## EXERCISE
What follows is a set of records; give them all back exactly.

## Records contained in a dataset
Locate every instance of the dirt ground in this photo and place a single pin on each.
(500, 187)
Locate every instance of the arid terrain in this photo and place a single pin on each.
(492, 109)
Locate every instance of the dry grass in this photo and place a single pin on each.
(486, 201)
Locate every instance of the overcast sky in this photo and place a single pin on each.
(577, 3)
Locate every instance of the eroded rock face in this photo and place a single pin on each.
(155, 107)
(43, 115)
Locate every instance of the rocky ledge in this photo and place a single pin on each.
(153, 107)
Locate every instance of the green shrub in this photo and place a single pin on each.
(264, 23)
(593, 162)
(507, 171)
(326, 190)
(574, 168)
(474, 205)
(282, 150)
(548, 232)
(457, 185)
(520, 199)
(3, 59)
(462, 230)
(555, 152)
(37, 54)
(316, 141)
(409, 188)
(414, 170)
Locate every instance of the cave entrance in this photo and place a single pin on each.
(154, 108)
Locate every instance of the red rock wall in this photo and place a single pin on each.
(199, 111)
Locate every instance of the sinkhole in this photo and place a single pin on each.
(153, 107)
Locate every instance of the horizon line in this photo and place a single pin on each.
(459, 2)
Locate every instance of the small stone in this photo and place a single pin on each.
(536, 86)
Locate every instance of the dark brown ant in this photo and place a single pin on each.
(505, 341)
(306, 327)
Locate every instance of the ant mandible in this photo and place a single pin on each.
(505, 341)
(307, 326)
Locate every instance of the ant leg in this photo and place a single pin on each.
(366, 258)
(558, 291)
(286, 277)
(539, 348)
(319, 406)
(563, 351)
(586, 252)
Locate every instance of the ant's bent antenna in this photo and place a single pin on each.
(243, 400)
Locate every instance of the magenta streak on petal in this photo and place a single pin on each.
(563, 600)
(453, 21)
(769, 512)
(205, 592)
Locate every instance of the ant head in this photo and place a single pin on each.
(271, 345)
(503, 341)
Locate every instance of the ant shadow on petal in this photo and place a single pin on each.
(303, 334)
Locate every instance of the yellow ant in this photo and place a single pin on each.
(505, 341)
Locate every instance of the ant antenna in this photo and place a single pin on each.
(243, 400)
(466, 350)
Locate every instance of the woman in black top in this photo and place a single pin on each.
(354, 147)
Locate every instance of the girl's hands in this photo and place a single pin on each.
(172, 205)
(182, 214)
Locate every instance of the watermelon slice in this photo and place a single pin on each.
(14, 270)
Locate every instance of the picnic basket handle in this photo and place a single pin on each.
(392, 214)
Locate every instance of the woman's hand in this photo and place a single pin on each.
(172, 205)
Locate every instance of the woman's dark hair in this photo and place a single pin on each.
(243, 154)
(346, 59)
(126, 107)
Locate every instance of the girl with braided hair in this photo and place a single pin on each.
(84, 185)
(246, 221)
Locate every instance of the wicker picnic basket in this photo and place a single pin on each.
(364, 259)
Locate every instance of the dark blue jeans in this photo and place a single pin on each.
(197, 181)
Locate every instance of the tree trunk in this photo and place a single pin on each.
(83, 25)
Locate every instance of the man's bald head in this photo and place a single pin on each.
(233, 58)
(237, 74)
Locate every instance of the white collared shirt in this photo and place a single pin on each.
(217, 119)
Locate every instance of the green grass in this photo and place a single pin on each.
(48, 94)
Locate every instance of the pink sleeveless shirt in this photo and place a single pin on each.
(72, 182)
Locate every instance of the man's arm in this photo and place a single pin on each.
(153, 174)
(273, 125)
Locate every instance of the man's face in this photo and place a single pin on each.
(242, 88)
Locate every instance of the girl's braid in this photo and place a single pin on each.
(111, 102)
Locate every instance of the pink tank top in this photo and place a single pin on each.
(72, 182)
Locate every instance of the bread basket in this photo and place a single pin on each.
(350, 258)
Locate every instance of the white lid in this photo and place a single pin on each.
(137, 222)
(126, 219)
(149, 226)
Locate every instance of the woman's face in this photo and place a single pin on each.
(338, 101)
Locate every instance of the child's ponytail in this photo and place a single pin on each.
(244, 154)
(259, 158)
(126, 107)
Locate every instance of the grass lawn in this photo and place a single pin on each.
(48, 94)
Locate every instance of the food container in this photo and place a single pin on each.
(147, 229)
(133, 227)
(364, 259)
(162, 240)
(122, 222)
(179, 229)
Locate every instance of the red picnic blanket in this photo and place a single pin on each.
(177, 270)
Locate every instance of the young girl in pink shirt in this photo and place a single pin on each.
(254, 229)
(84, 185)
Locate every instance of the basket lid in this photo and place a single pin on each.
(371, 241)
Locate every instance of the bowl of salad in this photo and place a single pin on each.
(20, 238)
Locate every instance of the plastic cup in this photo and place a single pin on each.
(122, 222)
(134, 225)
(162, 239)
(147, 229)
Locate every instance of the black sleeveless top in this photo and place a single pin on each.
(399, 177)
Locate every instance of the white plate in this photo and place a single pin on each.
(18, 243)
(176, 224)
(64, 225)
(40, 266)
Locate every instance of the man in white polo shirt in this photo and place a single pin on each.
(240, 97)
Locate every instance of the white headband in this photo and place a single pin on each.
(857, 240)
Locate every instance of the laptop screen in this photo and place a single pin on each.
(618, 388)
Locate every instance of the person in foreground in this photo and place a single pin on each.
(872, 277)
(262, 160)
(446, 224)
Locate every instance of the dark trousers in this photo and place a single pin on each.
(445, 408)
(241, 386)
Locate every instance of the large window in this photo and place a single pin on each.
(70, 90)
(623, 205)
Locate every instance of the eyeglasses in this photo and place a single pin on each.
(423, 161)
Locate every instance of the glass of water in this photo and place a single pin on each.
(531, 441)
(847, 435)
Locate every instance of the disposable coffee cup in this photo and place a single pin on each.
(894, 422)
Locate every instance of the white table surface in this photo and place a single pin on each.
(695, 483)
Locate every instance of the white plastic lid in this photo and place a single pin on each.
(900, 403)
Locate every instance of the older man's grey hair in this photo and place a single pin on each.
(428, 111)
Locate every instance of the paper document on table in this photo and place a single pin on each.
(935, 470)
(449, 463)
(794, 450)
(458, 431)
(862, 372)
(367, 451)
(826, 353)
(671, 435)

## EXERCISE RESPONSE
Locate every instance of the dirt ground in this photo and place a single pin on each.
(500, 187)
Locate every instance of the arid terrain in this photo and place a single pin on each.
(492, 109)
Locate every instance of the dry grass in this photo and place a single pin on each.
(486, 201)
Locate every instance of the overcast sky in this photo and place a single pin on each.
(577, 3)
Locate every instance of the eroded rock face in this photo and place a single pin on each.
(155, 107)
(43, 115)
Locate every instance of the rocky ledge in this photo and place a single pin on each.
(153, 107)
Locate every instance of the green shrub in this photo and place a single pin on each.
(264, 23)
(593, 162)
(507, 171)
(326, 190)
(574, 168)
(474, 205)
(282, 150)
(548, 232)
(457, 185)
(520, 199)
(3, 59)
(462, 230)
(555, 152)
(37, 54)
(316, 141)
(409, 188)
(414, 170)
Locate every instance of the cave entrance in this photo and place a single pin on each.
(154, 108)
Locate every instance of the red rock wall in this photo and place a single pin on each.
(199, 111)
Locate every instance of the sinkhole in this photo and place a single pin on each.
(153, 107)
Locate every instance of the horizon line in this photo and place a single pin on each.
(459, 2)
Locate every instance of the small stone in this photo and place a single pin on each.
(536, 86)
Locate every instance of the dark brown ant in this photo and place a single pin on each.
(505, 341)
(306, 327)
Locate every instance of the ant mandible in this photo and place a single pin on each.
(505, 341)
(307, 326)
Locate every instance of the ant leg in this photo and place a single pin on each.
(366, 258)
(558, 291)
(286, 277)
(539, 348)
(319, 406)
(563, 351)
(586, 252)
Locate every instance of the ant's bent antenna in this photo and place a single pin on each.
(243, 400)
Locate every instance of the magenta streak on petal in this photo and place a single pin on each.
(563, 600)
(453, 21)
(769, 512)
(205, 592)
Locate every instance of the ant head in this photo and place a single pin on each.
(271, 345)
(503, 341)
Locate every instance of the ant shadow on petal in this photo and place a single pin on each.
(303, 334)
Locate every instance of the yellow ant in this photo and place a single pin on each.
(505, 341)
Locate every instance of the ant antenna in this photo and place a single pin on each.
(243, 400)
(466, 350)
Locate every instance of the woman in black top in this photo and place a single pin on each.
(354, 147)
Locate every instance of the girl's hands in this photo and place a single pin on each.
(172, 205)
(182, 214)
Locate every instance of the watermelon slice in this photo and place a single pin on each.
(14, 270)
Locate every instance of the picnic basket handle in this photo and place a single pin on each.
(392, 214)
Locate every instance of the woman's hand in this photo and place a single pin on each.
(172, 205)
Locate every instance of the woman's dark hair in this photo and place a single pin on each.
(243, 154)
(346, 59)
(126, 107)
Locate every instance of the girl with braided hair in this photo and place a single pin on each.
(84, 185)
(246, 221)
Locate every instance of the wicker picnic basket in this photo and place a single pin on each.
(364, 259)
Locate every instance of the dark blue jeans in this photo and place a single pin on each.
(197, 181)
Locate every instance of the tree trunk in this photo and place a single pin on each.
(83, 25)
Locate every instance of the man's bald head in this photo and place a single pin on each.
(233, 58)
(237, 74)
Locate every instance of the white collared shirt in this photo and place a single pin on each.
(217, 119)
Locate every instance of the green grass in this photo and place a single pin on each.
(48, 94)
Locate every instance of the pink sleeveless shirt in this photo and place a single pin on each.
(72, 182)
Locate every instance of the man's arm in this photo and place a single pin on each.
(153, 174)
(273, 125)
Locate every instance of the man's face in this photo and place a single pin on each.
(242, 88)
Locate every instance of the girl's braid in this photo and place a single pin on each.
(111, 102)
Locate every instance of the pink tank top in this photo and place a single pin on each.
(72, 182)
Locate every instance of the bread basket in this photo and place a single pin on each.
(350, 258)
Locate every instance of the white lid in this photo and place a single pin on each.
(137, 222)
(126, 219)
(149, 226)
Locate every instance of the woman's face in this photo and place a single pin on each.
(338, 101)
Locate every instance of the child's ponytail in this photo and place a single pin on each.
(244, 154)
(259, 158)
(126, 107)
Locate every instance of the grass lawn in this photo and place a single pin on each.
(48, 94)
Locate every instance of the food container in this photo and place a single pin on each.
(147, 229)
(133, 227)
(364, 259)
(162, 240)
(122, 222)
(179, 229)
Locate every instance of the red picnic blanket in this photo and place a single pin on each.
(177, 270)
Locate every instance of the young girl in pink shirt in this photo and place a single pin on each.
(254, 229)
(84, 185)
Locate every instance of the basket lid in this photo and place a single pin on each.
(371, 241)
Locate every instance of the bowl of salad in this photo and place a single pin on each.
(20, 238)
Locate every instance of the plastic cup in this photo and place a single pin on each.
(122, 222)
(134, 225)
(162, 239)
(147, 229)
Locate every instance of the black sleeveless top in this photo and place a single pin on each.
(399, 177)
Locate every instance of the white plate in this photo and place a single pin on each.
(18, 243)
(176, 224)
(64, 225)
(40, 266)
Locate every instance of the man in white polo shirt in this photo and place a single pin on each.
(240, 97)
Locate every instance of the white headband in this photo and place a single pin on each.
(857, 240)
Locate every instance of the laptop screen in this photo and place a single pin on each.
(618, 388)
Locate every instance of the person in foreground in this photo and place a single pin on each.
(872, 277)
(262, 160)
(446, 224)
Locate every instance of the dark trousers in this photo and place a single pin on each.
(445, 408)
(241, 386)
Locate every instance of the large window in this photo and place a single pin on each.
(70, 90)
(623, 205)
Locate every instance of the eyeglasses in this photo and place a single pin on each.
(423, 161)
Locate every instance of the glass of water in this photo and place a single pin on each.
(531, 441)
(847, 435)
Locate every instance of the disposable coffee cup in this photo and place a single pin on each.
(894, 422)
Locate every instance of the white table surface in this photo and place a single pin on each.
(695, 483)
Locate every instance of the white plastic lid in this photo and place a single pin on each.
(900, 403)
Locate every instance of the older man's grey hair in this photo and place a single pin on each.
(428, 111)
Locate every instance of the paper document on table in this photo and place a single pin on each.
(935, 470)
(449, 463)
(794, 450)
(458, 431)
(862, 372)
(367, 451)
(826, 353)
(671, 435)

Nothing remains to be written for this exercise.